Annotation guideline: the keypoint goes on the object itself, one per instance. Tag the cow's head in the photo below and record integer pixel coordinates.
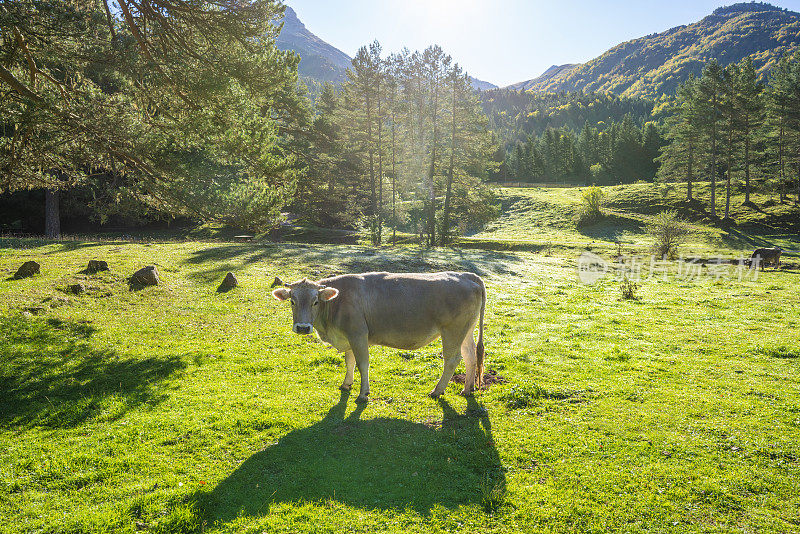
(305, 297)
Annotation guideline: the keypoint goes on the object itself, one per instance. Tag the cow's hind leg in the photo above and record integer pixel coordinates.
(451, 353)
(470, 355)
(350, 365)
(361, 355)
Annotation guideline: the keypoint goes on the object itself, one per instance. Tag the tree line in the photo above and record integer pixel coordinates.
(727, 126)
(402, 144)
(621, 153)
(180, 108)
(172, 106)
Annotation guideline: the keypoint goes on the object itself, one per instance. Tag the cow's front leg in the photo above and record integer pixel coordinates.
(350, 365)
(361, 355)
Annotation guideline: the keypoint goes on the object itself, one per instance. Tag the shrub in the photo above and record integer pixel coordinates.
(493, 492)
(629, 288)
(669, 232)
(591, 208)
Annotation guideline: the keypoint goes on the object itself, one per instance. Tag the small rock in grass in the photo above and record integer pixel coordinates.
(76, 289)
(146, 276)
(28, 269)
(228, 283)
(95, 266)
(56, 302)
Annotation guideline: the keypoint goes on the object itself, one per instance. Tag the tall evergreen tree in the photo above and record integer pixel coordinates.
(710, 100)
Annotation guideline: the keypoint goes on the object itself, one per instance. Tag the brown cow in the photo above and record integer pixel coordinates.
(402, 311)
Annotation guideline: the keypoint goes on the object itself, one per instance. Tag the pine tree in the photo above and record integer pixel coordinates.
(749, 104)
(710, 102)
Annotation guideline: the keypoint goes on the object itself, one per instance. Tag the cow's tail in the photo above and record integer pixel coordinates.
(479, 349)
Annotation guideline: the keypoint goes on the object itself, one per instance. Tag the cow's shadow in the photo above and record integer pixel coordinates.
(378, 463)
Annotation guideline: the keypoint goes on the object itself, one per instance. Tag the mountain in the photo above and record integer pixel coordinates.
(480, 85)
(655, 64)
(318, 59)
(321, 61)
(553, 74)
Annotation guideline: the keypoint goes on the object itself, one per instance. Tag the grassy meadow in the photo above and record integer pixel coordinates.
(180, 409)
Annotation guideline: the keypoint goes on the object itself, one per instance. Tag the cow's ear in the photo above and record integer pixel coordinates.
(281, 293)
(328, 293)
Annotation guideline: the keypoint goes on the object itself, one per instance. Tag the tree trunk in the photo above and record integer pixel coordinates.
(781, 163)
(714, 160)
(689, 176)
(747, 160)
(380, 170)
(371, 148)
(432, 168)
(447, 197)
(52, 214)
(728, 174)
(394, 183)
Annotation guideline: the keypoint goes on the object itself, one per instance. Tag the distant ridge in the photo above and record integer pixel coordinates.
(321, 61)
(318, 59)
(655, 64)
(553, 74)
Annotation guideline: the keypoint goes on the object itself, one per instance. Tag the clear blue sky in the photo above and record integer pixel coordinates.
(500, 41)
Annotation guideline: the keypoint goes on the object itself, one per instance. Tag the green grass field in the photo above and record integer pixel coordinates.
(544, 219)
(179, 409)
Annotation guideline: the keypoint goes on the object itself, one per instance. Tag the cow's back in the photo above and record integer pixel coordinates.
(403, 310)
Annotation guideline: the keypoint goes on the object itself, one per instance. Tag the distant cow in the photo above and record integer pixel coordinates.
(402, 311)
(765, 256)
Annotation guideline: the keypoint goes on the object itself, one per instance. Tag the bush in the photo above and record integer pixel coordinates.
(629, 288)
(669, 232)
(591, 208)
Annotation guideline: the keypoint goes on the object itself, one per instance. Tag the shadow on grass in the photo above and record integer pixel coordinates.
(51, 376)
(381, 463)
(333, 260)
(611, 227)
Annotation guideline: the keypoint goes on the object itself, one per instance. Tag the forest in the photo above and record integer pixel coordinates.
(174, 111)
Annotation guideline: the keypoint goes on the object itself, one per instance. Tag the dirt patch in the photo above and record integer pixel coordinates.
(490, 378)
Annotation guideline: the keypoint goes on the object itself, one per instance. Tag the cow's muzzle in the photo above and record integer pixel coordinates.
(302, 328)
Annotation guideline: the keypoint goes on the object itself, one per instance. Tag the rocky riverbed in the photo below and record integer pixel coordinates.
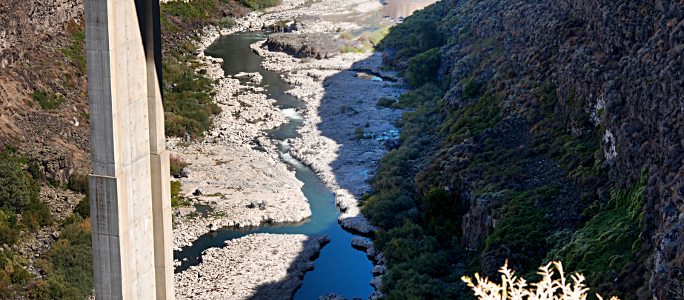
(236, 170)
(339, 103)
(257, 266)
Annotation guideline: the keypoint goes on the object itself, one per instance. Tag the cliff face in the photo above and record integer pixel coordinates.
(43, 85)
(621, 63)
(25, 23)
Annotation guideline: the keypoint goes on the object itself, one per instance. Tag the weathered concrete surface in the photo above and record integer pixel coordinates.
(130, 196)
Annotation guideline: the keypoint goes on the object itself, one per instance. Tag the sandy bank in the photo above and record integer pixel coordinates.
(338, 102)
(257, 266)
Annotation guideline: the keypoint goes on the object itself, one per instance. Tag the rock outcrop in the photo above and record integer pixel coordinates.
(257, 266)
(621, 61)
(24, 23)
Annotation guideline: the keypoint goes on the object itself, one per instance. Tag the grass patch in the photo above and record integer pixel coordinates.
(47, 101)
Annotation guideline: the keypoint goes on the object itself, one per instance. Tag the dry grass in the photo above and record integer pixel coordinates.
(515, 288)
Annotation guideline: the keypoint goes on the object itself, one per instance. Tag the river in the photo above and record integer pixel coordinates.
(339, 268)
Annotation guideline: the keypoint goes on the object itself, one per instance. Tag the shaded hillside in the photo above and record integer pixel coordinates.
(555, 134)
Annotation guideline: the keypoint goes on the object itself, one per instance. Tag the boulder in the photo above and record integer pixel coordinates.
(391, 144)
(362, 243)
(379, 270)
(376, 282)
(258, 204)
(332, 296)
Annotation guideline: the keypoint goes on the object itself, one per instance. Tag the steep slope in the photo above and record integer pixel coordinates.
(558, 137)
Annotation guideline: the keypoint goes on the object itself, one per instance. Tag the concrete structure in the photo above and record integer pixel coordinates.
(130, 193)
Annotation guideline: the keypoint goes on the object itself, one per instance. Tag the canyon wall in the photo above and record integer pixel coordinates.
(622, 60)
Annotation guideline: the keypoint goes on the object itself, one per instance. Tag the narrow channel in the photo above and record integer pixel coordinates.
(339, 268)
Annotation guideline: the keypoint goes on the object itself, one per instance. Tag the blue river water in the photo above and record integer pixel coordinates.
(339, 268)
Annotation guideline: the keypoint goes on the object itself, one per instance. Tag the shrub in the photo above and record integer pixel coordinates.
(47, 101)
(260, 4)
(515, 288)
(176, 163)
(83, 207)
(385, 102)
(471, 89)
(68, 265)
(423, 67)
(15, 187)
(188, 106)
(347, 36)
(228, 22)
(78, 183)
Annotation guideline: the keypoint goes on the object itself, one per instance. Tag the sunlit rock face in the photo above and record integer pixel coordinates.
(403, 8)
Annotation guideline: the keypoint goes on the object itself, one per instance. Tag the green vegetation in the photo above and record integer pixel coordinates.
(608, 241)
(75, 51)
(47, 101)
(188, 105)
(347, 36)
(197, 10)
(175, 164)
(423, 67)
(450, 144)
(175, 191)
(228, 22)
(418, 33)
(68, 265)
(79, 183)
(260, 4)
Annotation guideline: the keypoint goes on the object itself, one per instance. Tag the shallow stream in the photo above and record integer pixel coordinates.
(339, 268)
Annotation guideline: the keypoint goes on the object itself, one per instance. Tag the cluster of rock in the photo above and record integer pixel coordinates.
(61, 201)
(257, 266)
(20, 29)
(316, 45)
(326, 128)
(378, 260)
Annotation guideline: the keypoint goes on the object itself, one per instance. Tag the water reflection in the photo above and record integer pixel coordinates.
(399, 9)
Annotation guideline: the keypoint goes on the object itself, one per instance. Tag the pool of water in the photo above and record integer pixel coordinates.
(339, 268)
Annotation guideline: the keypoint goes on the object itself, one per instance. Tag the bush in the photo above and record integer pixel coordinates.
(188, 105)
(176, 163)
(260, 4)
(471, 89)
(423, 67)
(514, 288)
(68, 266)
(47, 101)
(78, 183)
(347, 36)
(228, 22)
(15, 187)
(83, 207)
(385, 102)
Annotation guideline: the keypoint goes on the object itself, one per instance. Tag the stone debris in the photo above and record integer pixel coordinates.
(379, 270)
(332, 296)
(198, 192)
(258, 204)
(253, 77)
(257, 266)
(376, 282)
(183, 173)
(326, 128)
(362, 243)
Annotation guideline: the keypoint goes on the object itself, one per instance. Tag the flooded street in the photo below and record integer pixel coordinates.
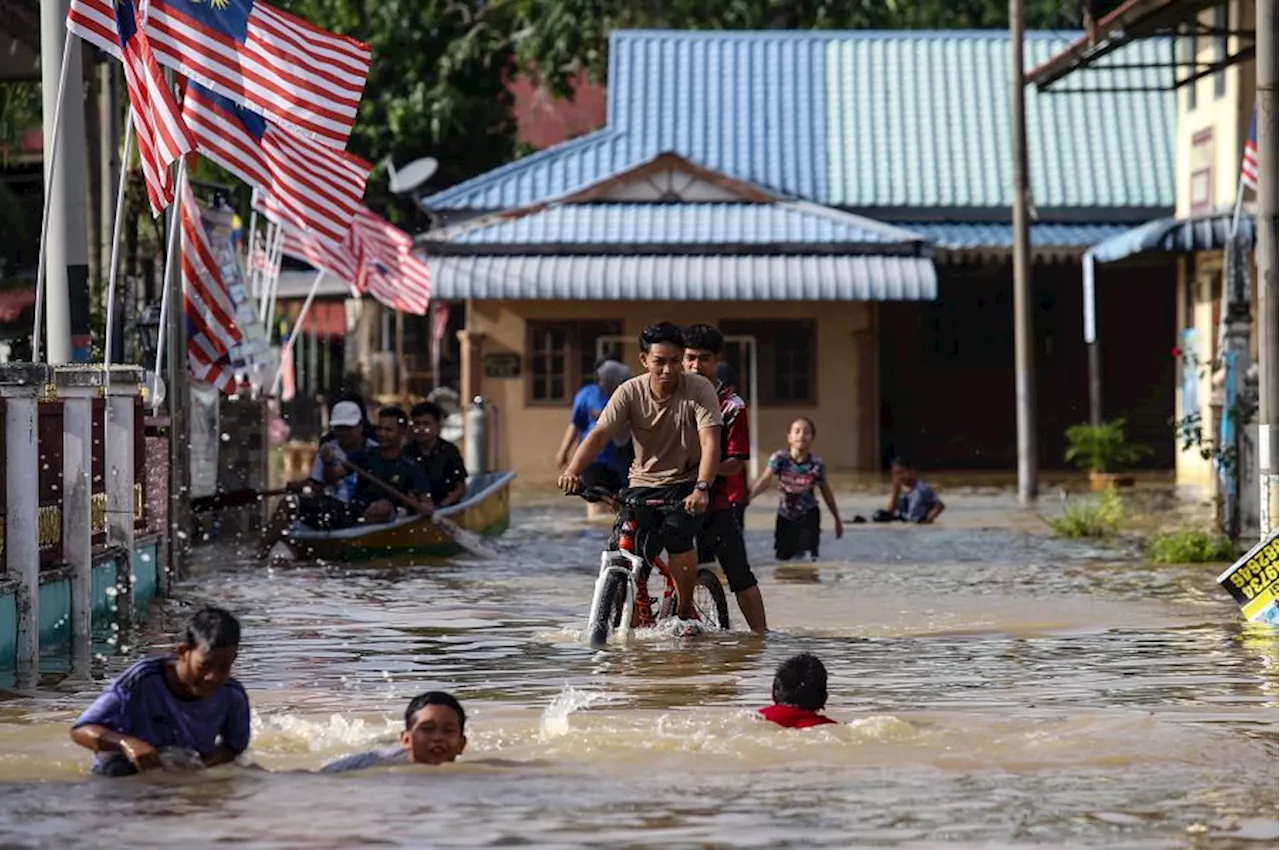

+ + +

• _EXERCISE_
Skip the pictures; extract only the lines from the line with "Tag the stone" through the final line of the material, exactly as they appear.

• _OUTPUT OF THE TASK_
Annotation guideline: the keypoint goes on the object itself, one per instance. Tag the stone debris in the photo above and record integer pixel coordinates.
(379, 270)
(332, 296)
(198, 192)
(258, 204)
(253, 77)
(257, 266)
(376, 282)
(183, 173)
(326, 128)
(362, 243)
Annotation guideline: the keypoint goes on the object itself, one per instance. Tag the flooded street in the photo below and record integer pixel coordinates.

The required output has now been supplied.